▸ **Brief 1**
Decide whether each statement below agrees with the forum thread on prompt injection and stream separation. For (a), (b) and (c), answer yes or no and quote the words of the thread that decide it: (a) The thread says the exact current architectures seem to be single-stream-to-single-stream. (b) The thread says stories on the same topic are merged within a month. (c) The thread expects straight command injection to become impossible.
▸ **Brief 2**
From the forum thread on prompt injection and stream separation, repeat the passage starting with "or with the" and going on through "one per week.".
▸ **Brief 3**
Go on with the forum thread on prompt injection and stream separation, starting after its final sentence.

▸ **Text under study**

On the one hand, depends on how agent is defined. Of course, control/data separation means that an agent can't figure out a workflow by experimenting and following the tool warnings, if there is not enough trusted documentation available. Which is a feature, in many contexts — like the one in the article!

On the other hand, how close to the current architecture. Reasonably close should be possible.

The exact current architectures seem to be single-stream-to-single-stream; and if we only have API access, it is of course impossible for us to have stream separation.

Adapting some mixture-of-experts architecture so that there are experts only seeing «trusted» input and some only seeing «untrusted data» input, and then fine-tuning so that untrusted instructions are not followed — this probably takes some months of work for a moderately size team to generally work out, then one probably needs to actually train that model with all the corresponding optimisations to figure out, possibly from scratch, probably using existing instruction-following models to generate synthetic data. It would be strange if it wasn't somewhat more resilient to the attacks.

Figuring out a proper adaptation of mostly-transformers architecture to the stream separation should be more work, but maybe comparable to the initial figuring out of mixture-of-experts? So, I believe it to be feasible, but with from-scratch and more expensive training for the same performance quality under non-adversarial conditions.

As for reliability, adversarial data getting misclassified will certainly stay an issue, but hopefully straight command injection will become significantly harder than the very low bar we see now.

mdaniel | a day ago

Wowzers what a comedy of errors

And, in case anyone was wondering, yes, of course it was npm

Tenzer | 16 hours ago

Should probably be merged with https://lobste.rs/s/efkl8m/github_issue_title_compromised_4_000.

pyfisch | 16 hours ago

or with the story for the original post https://lobste.rs/s/xbe859/clinejection_compromising_cline_s

: pushcx | 13 hours ago
We merge stories on the same topic within a week, so on big stories like this there tends to be one per week.

cborg | 12 hours ago

History doesn't repeat itself, but it often rhymes.

▸ **Given entries**
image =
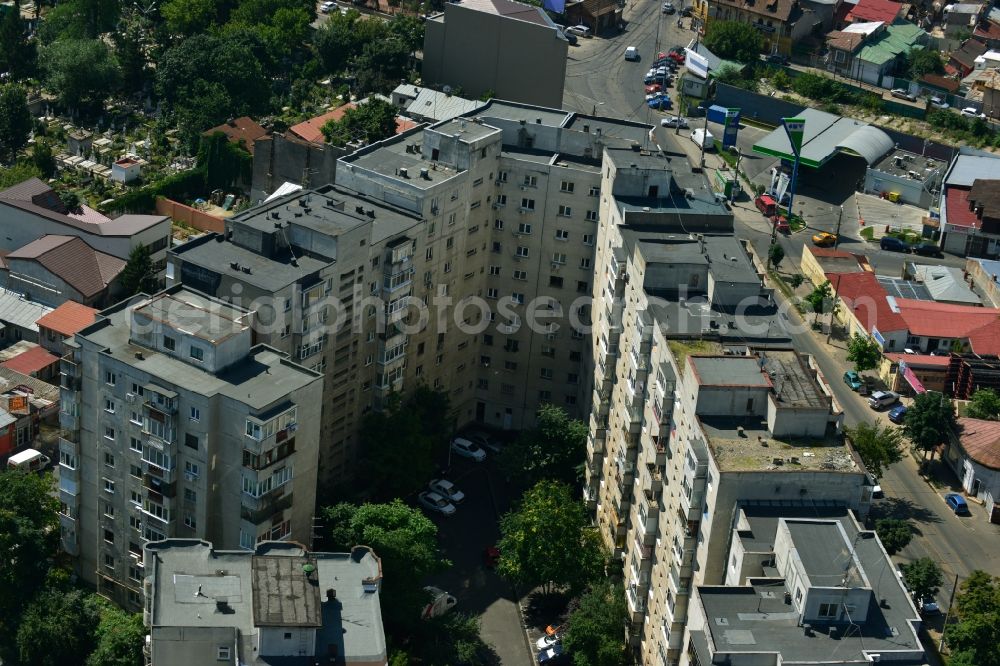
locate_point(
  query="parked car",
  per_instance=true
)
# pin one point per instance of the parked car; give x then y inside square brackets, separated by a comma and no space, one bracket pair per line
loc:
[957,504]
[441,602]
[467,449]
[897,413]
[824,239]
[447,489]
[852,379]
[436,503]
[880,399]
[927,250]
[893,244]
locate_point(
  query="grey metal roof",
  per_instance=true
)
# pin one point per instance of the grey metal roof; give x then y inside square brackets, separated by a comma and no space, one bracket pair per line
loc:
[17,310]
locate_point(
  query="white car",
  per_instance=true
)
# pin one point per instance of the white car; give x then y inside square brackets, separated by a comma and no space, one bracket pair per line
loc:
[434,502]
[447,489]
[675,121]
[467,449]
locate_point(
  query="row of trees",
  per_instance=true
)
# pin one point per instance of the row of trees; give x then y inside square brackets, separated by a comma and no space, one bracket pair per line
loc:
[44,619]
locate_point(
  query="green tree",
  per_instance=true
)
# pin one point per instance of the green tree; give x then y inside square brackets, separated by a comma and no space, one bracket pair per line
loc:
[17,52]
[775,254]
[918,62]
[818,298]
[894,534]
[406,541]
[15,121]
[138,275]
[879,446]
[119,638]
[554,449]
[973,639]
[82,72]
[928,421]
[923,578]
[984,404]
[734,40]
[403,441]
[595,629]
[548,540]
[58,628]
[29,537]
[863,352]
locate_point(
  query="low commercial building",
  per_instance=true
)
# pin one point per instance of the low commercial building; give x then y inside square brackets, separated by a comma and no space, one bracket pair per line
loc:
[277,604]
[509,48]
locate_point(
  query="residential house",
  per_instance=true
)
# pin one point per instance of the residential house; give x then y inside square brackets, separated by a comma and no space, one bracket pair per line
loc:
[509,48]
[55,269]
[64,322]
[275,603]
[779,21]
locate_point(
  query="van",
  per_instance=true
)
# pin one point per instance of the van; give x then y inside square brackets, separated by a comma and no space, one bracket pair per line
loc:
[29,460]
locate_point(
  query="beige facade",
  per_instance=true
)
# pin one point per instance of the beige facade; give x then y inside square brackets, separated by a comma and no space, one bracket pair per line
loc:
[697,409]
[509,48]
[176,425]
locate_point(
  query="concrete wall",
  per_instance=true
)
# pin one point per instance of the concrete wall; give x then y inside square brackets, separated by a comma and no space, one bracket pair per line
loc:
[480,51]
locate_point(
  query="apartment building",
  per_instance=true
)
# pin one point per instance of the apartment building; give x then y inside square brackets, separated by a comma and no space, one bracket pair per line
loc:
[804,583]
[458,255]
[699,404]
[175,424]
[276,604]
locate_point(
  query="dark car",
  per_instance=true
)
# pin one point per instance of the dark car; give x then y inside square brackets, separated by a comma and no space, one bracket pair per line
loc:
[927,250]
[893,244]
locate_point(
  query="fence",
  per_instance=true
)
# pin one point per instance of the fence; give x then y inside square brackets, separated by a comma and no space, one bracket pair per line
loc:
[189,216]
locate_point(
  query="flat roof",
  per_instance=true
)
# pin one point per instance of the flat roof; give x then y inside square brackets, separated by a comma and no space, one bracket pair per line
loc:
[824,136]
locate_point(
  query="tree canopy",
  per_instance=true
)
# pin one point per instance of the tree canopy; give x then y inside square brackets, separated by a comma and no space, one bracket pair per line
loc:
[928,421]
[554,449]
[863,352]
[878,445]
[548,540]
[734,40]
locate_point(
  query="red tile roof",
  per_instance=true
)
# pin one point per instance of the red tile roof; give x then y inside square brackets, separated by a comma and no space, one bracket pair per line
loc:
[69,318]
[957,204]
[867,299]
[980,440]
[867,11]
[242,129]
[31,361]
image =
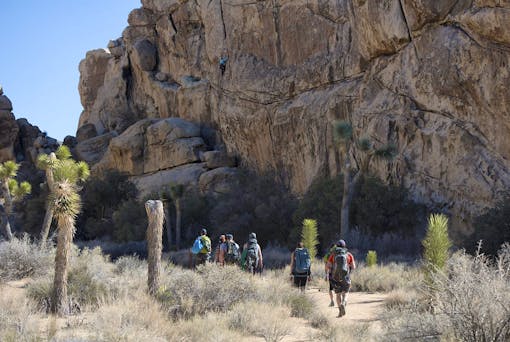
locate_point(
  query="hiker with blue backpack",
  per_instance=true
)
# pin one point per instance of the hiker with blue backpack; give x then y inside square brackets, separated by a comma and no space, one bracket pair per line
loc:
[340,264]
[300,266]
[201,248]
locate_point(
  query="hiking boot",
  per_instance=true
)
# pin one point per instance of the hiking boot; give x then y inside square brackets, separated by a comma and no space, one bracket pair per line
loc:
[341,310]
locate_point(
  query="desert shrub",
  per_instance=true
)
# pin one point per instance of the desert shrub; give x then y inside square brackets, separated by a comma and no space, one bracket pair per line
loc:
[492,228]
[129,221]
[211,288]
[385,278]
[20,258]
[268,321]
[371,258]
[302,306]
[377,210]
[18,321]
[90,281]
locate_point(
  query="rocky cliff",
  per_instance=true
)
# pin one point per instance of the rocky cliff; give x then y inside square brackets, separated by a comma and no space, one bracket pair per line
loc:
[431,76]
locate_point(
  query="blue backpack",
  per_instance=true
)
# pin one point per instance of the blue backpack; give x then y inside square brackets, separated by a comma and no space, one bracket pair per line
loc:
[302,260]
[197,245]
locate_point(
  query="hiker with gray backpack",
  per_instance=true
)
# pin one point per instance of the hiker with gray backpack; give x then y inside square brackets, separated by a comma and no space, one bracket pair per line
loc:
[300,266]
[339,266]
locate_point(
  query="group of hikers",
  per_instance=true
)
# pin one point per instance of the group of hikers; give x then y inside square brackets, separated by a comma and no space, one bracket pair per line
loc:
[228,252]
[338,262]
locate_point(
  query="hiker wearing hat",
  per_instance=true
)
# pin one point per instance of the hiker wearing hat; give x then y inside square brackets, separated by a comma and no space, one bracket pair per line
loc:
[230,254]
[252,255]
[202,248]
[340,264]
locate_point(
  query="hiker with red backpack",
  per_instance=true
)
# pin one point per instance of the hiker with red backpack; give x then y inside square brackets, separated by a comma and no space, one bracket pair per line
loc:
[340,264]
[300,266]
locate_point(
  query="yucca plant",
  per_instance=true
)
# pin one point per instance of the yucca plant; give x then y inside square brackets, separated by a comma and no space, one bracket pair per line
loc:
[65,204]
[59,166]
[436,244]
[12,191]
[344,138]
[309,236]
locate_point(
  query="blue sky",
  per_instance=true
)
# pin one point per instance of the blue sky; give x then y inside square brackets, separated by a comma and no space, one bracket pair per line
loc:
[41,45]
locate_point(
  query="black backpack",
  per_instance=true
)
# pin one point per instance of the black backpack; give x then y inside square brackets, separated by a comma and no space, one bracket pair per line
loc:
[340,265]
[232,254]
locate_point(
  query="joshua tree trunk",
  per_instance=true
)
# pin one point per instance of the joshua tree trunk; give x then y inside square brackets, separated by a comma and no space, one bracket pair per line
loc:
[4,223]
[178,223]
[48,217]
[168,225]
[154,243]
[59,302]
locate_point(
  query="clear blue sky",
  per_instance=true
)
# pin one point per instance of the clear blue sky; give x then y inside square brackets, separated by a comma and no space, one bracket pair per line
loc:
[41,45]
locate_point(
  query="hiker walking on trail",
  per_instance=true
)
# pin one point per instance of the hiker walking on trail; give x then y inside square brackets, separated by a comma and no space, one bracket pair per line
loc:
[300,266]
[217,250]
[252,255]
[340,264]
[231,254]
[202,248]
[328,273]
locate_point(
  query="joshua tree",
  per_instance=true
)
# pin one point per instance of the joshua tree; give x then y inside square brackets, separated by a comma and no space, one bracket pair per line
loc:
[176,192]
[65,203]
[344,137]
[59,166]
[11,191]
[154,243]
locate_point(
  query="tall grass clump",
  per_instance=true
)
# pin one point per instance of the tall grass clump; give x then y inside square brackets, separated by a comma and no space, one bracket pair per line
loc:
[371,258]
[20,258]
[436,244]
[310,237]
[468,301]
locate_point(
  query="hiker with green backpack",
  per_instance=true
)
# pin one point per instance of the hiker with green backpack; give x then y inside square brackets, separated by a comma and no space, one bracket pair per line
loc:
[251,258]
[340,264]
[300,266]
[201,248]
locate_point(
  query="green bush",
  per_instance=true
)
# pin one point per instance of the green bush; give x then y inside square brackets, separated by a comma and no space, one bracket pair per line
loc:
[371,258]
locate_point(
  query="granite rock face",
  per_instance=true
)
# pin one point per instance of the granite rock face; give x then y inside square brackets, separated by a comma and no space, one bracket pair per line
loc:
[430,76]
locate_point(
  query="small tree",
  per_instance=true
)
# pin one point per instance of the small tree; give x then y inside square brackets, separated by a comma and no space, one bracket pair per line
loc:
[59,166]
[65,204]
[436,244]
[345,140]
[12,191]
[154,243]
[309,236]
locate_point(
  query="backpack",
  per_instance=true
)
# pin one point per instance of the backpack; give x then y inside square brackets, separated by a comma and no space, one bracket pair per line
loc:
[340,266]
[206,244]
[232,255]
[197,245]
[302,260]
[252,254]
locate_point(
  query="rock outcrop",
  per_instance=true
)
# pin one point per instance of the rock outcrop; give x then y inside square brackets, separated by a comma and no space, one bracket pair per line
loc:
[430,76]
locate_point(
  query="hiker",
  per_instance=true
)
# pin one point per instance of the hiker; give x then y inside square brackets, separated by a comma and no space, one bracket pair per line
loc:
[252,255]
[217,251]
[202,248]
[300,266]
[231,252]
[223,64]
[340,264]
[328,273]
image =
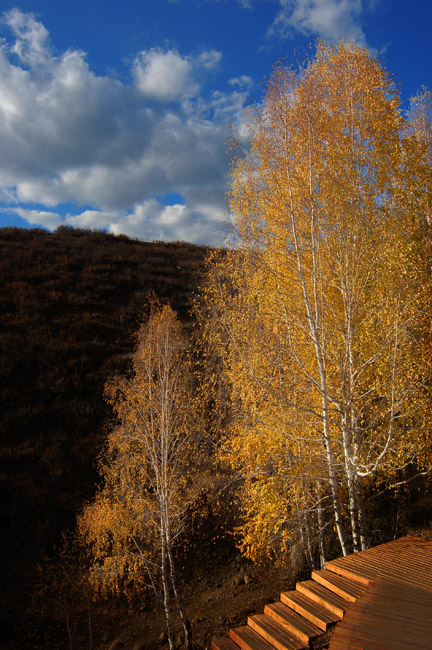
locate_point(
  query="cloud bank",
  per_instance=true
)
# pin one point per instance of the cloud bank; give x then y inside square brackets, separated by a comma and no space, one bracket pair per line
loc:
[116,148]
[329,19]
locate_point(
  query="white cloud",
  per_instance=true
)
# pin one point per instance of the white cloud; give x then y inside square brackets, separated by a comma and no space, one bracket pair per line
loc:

▸ **Task answer 1**
(a) Yes: "The exact current architectures seem to be single-stream-to-single-stream"
(b) No: "We merge stories on the same topic within a week"
(c) No: "hopefully straight command injection will become significantly harder than the very low bar we see now"

▸ **Task answer 2**
or with the story for the original post https://lobste.rs/s/xbe859/clinejection_compromising_cline_s

: pushcx | 13 hours ago
We merge stories on the same topic within a week, so on big stories like this there tends to be one per week.

▸ **Task answer 3**
That's a fun observation about 2600hz, I hadn't thought it of. I would have thought it was more akin to sql injection, until I checked the "fix": https://github.com/cline/cline/pull/9211

saturnyx | 18 hours ago

Seems similar to a blog on legitsecurity I posted on lobste.rs a while back. Blog Post: https://www.legitsecurity.com/blog/camoleak-critical-github-copilot-vulnerability-leaks-private-source-code Lobster Comments: https://lobste.rs/s/jr6zfo/critical_github_copilot_vulnerability

It is not shocking that someone came up with a new way to use GitHub copilot (and other AI tools) to hack and infiltrate repositories. The issue is that AI tools have way too much access to the repo. An AI triage bot being able to install from attacker's typosquatted fork?

Setting limits and bounds to an LLM would help, in my opinion. Tell it what it can and cannot do. And of course we should make sure that security/access tokens have just the right permissions. The companies that make these AIs need to make sure that they process the right info(it should be able to filter out malicious prompts). And of course, we definitely need someone to fact-check and verify everything that the AI does once in a while. I believe these precautions will help to reduce issues like these.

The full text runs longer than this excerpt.